**Exercise description**
Extract every line of the material below and reproduce each one verbatim, in order.

_ _ _

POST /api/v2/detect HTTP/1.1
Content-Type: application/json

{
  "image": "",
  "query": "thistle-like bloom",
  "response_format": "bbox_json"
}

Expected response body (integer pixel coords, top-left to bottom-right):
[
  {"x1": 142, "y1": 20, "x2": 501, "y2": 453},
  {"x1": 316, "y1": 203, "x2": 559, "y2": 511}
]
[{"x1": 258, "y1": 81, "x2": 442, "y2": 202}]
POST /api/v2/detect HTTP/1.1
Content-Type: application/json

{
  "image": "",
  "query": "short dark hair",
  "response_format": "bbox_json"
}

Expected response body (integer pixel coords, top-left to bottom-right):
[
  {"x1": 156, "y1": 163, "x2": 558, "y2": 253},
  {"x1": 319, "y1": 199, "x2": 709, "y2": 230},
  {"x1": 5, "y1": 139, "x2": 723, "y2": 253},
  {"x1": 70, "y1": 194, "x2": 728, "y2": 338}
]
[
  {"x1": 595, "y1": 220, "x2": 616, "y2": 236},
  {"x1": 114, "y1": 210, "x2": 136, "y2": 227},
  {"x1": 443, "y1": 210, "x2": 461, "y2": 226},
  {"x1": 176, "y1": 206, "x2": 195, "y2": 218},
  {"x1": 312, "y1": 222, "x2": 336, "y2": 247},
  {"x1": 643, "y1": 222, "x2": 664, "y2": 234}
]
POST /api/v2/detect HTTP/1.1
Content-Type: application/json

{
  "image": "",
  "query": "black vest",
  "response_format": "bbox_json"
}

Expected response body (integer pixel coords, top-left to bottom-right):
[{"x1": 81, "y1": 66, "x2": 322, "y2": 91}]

_ _ _

**Response to this exercise**
POST /api/v2/detect HTTP/1.1
Content-Type: application/json

{
  "image": "",
  "query": "thistle-like bloom",
  "response_format": "bbox_json"
}

Expected response body (integer pixel coords, top-left to bottom-right):
[
  {"x1": 142, "y1": 20, "x2": 501, "y2": 453},
  {"x1": 316, "y1": 203, "x2": 559, "y2": 511}
]
[{"x1": 258, "y1": 81, "x2": 442, "y2": 202}]
POST /api/v2/detect HTTP/1.1
Content-Type: application/json

{
  "image": "",
  "query": "short dark hair",
  "response_format": "bbox_json"
}

Expected response body (integer pixel coords, top-left to bottom-right):
[
  {"x1": 156, "y1": 163, "x2": 558, "y2": 253},
  {"x1": 319, "y1": 199, "x2": 709, "y2": 230},
  {"x1": 5, "y1": 139, "x2": 723, "y2": 253},
  {"x1": 70, "y1": 194, "x2": 728, "y2": 338}
]
[
  {"x1": 595, "y1": 220, "x2": 616, "y2": 236},
  {"x1": 114, "y1": 210, "x2": 136, "y2": 227},
  {"x1": 443, "y1": 210, "x2": 461, "y2": 226},
  {"x1": 176, "y1": 206, "x2": 195, "y2": 218},
  {"x1": 312, "y1": 222, "x2": 336, "y2": 247},
  {"x1": 643, "y1": 222, "x2": 664, "y2": 234}
]
POST /api/v2/detect HTTP/1.1
Content-Type: application/json

{
  "image": "",
  "query": "black vest",
  "response_format": "bbox_json"
}

Expected response body (integer pixel coords, top-left to bottom-right):
[{"x1": 81, "y1": 66, "x2": 322, "y2": 91}]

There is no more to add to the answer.